WHAT YOU SHOULD DO =
Please quote the material exactly, every line of it.

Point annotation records
========================

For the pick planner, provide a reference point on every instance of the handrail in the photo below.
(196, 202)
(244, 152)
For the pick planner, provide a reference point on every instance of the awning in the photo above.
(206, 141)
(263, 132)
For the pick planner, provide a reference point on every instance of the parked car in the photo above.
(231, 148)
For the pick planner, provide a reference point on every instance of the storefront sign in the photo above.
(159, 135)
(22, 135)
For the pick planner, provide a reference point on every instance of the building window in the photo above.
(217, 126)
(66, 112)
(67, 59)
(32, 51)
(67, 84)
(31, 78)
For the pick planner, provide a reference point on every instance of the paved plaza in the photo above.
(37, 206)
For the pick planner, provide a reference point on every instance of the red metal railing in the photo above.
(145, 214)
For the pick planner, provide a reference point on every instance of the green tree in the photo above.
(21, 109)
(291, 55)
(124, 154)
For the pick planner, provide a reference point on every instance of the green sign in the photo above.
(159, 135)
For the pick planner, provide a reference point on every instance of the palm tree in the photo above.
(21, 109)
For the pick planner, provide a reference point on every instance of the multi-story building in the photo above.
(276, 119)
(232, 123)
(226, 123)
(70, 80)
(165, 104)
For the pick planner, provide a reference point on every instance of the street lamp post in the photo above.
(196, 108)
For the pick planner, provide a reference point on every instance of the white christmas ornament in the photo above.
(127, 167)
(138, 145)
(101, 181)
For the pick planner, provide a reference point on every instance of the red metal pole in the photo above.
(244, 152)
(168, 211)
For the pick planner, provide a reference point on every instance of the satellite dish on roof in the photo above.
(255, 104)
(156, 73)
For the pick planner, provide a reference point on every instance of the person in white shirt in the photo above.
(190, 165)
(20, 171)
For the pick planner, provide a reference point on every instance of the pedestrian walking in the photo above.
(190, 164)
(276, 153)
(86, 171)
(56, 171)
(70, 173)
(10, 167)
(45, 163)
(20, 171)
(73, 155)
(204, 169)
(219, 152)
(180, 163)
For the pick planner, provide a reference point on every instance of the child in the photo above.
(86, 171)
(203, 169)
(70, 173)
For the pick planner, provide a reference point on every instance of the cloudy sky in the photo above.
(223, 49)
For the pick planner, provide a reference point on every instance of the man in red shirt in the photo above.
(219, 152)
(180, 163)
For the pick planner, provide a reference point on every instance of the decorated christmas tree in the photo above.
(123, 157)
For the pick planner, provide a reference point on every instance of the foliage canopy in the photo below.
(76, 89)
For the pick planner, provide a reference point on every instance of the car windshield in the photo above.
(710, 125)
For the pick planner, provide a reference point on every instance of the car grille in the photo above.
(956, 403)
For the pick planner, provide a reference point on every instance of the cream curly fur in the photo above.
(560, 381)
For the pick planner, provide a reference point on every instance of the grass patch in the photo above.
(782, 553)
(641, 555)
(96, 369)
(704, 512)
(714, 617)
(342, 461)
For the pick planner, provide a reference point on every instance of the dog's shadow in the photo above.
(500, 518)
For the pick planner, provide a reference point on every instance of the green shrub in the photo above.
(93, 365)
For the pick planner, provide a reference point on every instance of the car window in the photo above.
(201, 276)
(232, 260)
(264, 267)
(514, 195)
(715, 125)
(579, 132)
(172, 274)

========================

REPLY TO THE TASK =
For the pick planner, provide a reference point on every instance of the handrail in the photo below.
(196, 202)
(244, 152)
For the pick planner, provide a reference point on every instance of the awning in the photo above.
(206, 141)
(263, 132)
For the pick planner, provide a reference point on every instance of the parked car in the photo above.
(231, 148)
For the pick planner, provide a reference point on every instance of the storefront sign in the photo above.
(159, 135)
(22, 135)
For the pick planner, provide a reference point on every instance of the building window in the photo above.
(217, 126)
(66, 112)
(67, 59)
(32, 51)
(67, 84)
(31, 78)
For the pick planner, provide a reference point on every instance of the paved plaza in the photo above.
(37, 206)
For the pick planner, provide a reference point on every instance of the red metal railing in the photo above.
(145, 214)
For the pick planner, provide a reference point on every instance of the green tree in the photo above.
(21, 109)
(291, 55)
(124, 154)
For the pick planner, provide a reference point on every instance of the green sign in the photo above.
(159, 135)
For the pick planner, provide a reference point on every instance of the palm tree in the photo above.
(21, 109)
For the pick planner, provide a reference point on every instance of the multi-story building in the photo above.
(276, 119)
(232, 123)
(226, 123)
(70, 80)
(165, 104)
For the pick planner, provide a reference point on every instance of the street lamp post in the photo above.
(196, 108)
For the pick planner, provide a reference point on every instance of the white christmas ornament in the photo above.
(127, 167)
(138, 145)
(101, 181)
For the pick planner, provide a reference point on every instance of the red metal pole in the photo above.
(244, 152)
(168, 211)
For the pick planner, provide a reference point on every instance of the satellite dish on roof in the photo above.
(255, 104)
(156, 73)
For the pick planner, provide a reference point on every instance of the person in white shirt in the photo above.
(190, 165)
(20, 171)
For the pick planner, provide a reference point on every instance of the pedestrian walking in the photo above.
(190, 164)
(276, 153)
(86, 171)
(56, 171)
(70, 173)
(10, 167)
(45, 163)
(20, 171)
(73, 155)
(204, 169)
(219, 152)
(180, 163)
For the pick planner, provide a reference point on every instance of the child in the photo above.
(86, 171)
(203, 169)
(70, 173)
For the pick planner, provide a reference point on every instance of the cloudy sky in the photo above.
(223, 49)
For the pick planner, provide a reference point on every instance of the man in red shirt in the photo above.
(219, 152)
(180, 163)
For the pick planner, provide a reference point on every instance of the decorated christmas tree in the photo above.
(123, 157)
For the pick planner, provide a reference point on every instance of the foliage canopy in the photo below.
(76, 89)
For the pick planner, provide a reference point on every instance of the car windshield in the photo above.
(710, 125)
For the pick planner, provide a reference point on every instance of the car grille in the photo above.
(956, 403)
For the pick planner, provide a reference point on every instance of the cream curly fur in the photo above.
(560, 381)
For the pick planner, provide a reference point on every instance of the grass patch in the photo above.
(782, 553)
(641, 555)
(96, 369)
(704, 512)
(714, 617)
(342, 461)
For the pick planner, provide a reference point on every instance of the dog's shadow in the photo above.
(500, 518)
For the pick planner, provide a reference point on every instance of the green shrub in the photo above.
(93, 365)
For the pick planner, provide a reference point on every instance of the car window in the photo above.
(201, 276)
(232, 260)
(264, 267)
(514, 195)
(715, 125)
(579, 132)
(172, 274)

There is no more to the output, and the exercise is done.